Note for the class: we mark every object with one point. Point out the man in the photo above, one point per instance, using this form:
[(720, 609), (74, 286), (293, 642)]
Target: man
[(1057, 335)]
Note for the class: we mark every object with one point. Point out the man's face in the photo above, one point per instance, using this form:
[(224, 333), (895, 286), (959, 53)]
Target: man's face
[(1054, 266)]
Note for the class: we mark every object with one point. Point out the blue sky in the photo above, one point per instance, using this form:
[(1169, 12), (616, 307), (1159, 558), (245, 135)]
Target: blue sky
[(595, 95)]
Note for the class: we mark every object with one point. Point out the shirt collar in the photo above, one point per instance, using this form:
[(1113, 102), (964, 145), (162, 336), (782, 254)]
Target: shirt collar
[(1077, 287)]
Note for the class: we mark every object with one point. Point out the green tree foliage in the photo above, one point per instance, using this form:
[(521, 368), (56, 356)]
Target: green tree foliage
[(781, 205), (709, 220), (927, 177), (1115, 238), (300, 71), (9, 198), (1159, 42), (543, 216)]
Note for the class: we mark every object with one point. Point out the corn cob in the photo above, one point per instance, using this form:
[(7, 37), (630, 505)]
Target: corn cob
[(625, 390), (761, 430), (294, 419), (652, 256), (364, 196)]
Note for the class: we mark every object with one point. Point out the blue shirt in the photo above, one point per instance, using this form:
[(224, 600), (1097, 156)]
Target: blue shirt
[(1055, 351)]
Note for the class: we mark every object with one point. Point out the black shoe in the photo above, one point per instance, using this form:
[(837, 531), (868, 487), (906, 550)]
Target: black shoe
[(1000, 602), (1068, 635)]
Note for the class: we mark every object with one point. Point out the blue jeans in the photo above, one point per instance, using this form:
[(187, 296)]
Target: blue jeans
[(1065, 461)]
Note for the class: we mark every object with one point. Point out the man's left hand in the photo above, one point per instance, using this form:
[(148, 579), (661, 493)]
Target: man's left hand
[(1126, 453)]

Problem description
Rewrite the entries from the start through the line containing "[(625, 390), (761, 430), (294, 419), (652, 256), (364, 196)]", replacing "Note for the class" with "Reminder for the group" and leaving everything else unchanged.

Response to the task
Reminder for the group: we mark every object with one point. Point out the man in the photo above, one point per instance, using this form:
[(720, 609), (74, 286), (293, 642)]
Target: man
[(1057, 335)]
Reminder for the group: we mark every object with one point. Point out the man's face in the photo above, one point per instance, using this form:
[(224, 333), (895, 286), (959, 53)]
Target: man's face
[(1054, 266)]
Reminder for the group: we mark every object with one point. Point out the blue sky in the photo above, one point per instance, using this form:
[(1169, 12), (616, 307), (1159, 558), (245, 135)]
Target: blue sky
[(595, 95)]
Reminder for the group: we mark every object with one point. Point out the shirt collar in the photo above, one point per instance, using this form:
[(1113, 102), (964, 145), (162, 336), (782, 254)]
Target: shirt collar
[(1077, 287)]
Reminder for the group: we mark every object with one point. Point out the green tree foliage in the photo above, one point per instance, using this form:
[(521, 368), (56, 356)]
Target: green tree foliage
[(781, 205), (709, 220), (927, 177), (1115, 238), (300, 71), (9, 198), (1159, 42), (543, 216)]
Reminder for the group: we mark every object with one point. Point out the corn cob in the photo above, one point per instance, using this form:
[(7, 37), (630, 505)]
Target: corn cob
[(625, 390), (761, 430), (294, 419), (652, 256), (364, 196)]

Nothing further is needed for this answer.